_Exercice court A_
D'après le texte sur l'agriculture africaine, quelle somme l'Afrique consacre-t-elle chaque année à l'importation de produits alimentaires ?
_Exercice court B_
Prolongez le texte sur la transformation agricole de l'Afrique à la suite de sa dernière phrase.

L’Afrique prône le contrôle de sa transformation agricole

[Africa Diligence] L’Afrique connaît une douce révolution qui donne un réel espoir pour l’éradication de la pauvreté et de la famine. Cette transformation ne s’observe pas dans des secteurs tels que le pétrole et le gaz, les minerais ou le tourisme, mais dans l’agriculture, qui demeure l’épine dorsale de l’économie africaine.

 L’Afrique est en train de s’urbaniser rapidement, mais l’agriculture utilise encore les deux tiers de la main-d’œuvre. Il a été démontré que l’agriculture s’avère jusqu’à onze fois plus efficace en matière de réduction de la pauvreté que la croissance dans n’importe quel autre secteur. Si nous voulons éradiquer la pauvreté et la famine en Afrique d’ici à 2030, l’agriculture devrait être au cœur de la stratégie.

Un tournant décisif

L’agriculture et les petits exploitants agricoles africains sont trop souvent oubliés. C’est ainsi que l’Afrique, en dépit du travail assidu de ses agriculteurs, ne se développe pas suffisamment pour nourrir sa population. Un quart de la population africaine est sous-alimentée, ce qui constitue un obstacle majeur pour une meilleure santé et pour le développement. En outre, il y a un coût économique direct, avec 35 milliards de dollars (30 milliards d’euros) dépensés chaque année dans l’importation des produits alimentaires – une estimation qui est susceptible de tripler d’ici à 2025, à moins que l’Afrique relève son rendement agricole.

De surcroît, les échecs politiques et les conflits violents ont exposé des milliers de personnes au risque de famine. Au début de cette année, l’ONU a tiré la sonnette d’alarme en prévenant que 20 millions d’individus à travers le nord-est du Nigeria, la Somalie, le Soudan du Sud et le Yémen étaient confrontés au risque de famine, une crise humanitaire qui est presque entièrement due à l’homme. Heureusement, des signes de progrès sont en train de dissiper cette image sombre.

_Données fournies_
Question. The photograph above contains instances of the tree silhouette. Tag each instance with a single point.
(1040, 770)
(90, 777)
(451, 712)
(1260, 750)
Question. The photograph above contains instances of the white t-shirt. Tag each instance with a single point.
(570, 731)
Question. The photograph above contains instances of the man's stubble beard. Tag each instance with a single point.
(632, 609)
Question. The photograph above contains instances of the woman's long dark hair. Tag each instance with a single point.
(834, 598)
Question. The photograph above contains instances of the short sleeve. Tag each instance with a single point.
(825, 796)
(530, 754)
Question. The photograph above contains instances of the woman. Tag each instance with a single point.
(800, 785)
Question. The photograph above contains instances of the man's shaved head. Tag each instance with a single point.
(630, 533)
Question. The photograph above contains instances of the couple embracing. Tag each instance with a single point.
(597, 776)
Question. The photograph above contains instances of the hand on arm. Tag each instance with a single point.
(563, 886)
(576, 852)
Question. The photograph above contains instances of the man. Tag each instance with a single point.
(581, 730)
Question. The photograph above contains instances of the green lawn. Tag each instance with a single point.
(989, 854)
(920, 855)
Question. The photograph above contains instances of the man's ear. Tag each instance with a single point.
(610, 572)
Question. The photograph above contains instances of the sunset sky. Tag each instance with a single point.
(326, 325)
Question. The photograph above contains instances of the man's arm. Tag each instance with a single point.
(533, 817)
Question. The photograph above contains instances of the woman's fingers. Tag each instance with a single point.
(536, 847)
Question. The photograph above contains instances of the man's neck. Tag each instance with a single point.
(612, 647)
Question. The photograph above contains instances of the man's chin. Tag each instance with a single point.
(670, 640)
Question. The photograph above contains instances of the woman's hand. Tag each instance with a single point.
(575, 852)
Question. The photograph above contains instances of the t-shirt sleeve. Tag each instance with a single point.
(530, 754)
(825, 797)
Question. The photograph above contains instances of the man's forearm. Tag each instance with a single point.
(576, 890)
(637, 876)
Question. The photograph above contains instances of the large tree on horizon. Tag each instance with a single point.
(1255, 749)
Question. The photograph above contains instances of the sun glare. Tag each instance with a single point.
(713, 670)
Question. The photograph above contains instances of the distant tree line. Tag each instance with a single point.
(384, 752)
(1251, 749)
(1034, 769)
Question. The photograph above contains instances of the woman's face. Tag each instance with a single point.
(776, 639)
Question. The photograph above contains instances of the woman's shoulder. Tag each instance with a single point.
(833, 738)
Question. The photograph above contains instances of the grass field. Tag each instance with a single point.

_Résultat attendu A_
35 milliards de dollars (30 milliards d'euros) par an.

_Résultat attendu B_
Premièrement, au cours de la décennie écoulée, l’agriculture a bénéficié d’une attention accrue des gouvernements et investisseurs. À titre d’exemple, durant le Forum africain sur la révolution verte (AGRF) – un forum que j’ai aidé dans son lancement il y a une décennie – 30 milliards de dollars ont été mobilisés pour des engagements politiques, financiers et stratégiques ; le plus grand engagement que le secteur agricole africain ait jamais connu. C’est un tournant décisif. Maintenant, nous nous efforçons de concrétiser ces engagements en résultats. Au cours du forum AGRF, début septembre à Abidjan, nous avons assisté à la signature de nombreux accords agro-industriels s’élevant à plus de 6 milliards de dollars.

Deuxièmement, les petits exploitants agricoles sont de plus en plus reconnus comme des petites entreprises. Les initiatives comme Farm to Market Alliance, qui aident les petits exploitants agricoles à garantir les achats à long terme pour leurs produits, ne cessent de se renforcer. Ceci leur procure l’assurance pour investir et étendre leurs activités en sachant qu’ils ont un marché au moment de la récolte.

Des cultures plus nutritives

Troisièmement, nous sommes en train de changer la façon de travailler ensemble. De nouveaux partenariats émergent, à l’instar du Partenariat pour une transformation agricole inclusive en Afrique (Piata) lancé récemment à l’AGRF et qui s’élève à des millions de dollars. Celui-ci vise à accroître les revenus et à améliorer la sécurité alimentaire des 30 millions de foyers de petits exploitants agricoles à travers l’Afrique d’ici à 2021. C’est la première fois que l’on voit certains des plus grands promoteurs du développement agricole mobiliser leurs ressources et leurs efforts pour les orienter vers un objectif commun. Ceci constitue une innovation dans la conduite des affaires.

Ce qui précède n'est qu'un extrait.